EXERCISE OBJECTIVE —
Update the lines between the one holding "Provide one point per instance of the screened" and the one holding "[(416, 265)]", inclusive, by replacing "screened porch" with "enclosed porch" and keeping everything else the same. Return only those lines.

(Labeled-object pointing entries)

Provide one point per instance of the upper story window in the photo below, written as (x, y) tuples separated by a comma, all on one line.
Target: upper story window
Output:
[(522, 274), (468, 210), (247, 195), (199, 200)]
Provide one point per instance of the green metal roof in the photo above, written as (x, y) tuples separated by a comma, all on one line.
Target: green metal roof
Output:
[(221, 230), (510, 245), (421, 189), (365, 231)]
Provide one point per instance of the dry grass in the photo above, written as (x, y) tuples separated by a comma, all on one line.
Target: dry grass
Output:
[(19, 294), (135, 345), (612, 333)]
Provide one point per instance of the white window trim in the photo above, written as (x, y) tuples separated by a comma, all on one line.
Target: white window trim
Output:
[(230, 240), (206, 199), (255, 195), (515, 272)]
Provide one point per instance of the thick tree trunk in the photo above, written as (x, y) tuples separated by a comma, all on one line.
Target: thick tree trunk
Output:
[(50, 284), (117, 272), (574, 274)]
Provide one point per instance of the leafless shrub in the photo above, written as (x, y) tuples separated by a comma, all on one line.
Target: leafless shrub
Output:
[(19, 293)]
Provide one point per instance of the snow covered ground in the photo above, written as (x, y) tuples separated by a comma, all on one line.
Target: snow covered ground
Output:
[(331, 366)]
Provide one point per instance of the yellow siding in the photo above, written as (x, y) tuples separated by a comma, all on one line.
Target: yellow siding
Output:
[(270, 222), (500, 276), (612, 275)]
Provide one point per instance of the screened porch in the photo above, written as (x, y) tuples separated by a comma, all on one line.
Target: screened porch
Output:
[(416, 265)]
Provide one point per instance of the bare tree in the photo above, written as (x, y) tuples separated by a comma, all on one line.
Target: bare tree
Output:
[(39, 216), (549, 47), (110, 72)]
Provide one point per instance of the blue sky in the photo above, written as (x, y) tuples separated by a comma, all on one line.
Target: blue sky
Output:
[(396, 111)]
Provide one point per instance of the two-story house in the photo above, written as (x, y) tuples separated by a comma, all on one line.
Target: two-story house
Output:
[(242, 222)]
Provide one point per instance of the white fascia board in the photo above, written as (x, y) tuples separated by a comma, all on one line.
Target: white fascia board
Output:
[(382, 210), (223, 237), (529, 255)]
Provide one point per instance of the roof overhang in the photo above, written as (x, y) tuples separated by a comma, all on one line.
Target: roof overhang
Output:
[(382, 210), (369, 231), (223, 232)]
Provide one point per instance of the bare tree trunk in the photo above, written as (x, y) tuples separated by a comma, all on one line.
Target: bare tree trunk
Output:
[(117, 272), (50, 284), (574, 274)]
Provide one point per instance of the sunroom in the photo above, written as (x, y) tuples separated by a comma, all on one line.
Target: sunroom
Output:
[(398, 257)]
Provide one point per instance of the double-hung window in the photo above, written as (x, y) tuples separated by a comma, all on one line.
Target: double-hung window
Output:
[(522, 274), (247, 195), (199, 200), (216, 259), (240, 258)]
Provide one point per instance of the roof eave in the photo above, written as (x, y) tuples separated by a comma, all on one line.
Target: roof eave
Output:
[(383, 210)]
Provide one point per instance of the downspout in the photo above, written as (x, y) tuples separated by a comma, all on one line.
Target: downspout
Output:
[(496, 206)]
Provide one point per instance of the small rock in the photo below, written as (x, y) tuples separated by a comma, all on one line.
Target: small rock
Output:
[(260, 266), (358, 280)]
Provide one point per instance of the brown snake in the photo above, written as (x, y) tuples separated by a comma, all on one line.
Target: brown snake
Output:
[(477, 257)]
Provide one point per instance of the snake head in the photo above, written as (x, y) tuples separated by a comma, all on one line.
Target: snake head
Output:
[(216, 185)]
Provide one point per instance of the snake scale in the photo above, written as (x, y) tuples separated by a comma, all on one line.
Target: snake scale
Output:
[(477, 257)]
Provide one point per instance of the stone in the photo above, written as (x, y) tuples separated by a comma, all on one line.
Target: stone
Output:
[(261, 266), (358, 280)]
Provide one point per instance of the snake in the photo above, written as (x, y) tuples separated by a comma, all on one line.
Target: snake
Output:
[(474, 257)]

ANSWER IN FULL —
Provide one point per instance of the enclosed porch in the photo above, written as (x, y) tuples separated by a comma, all on one line.
Target: enclosed porch
Output:
[(416, 265)]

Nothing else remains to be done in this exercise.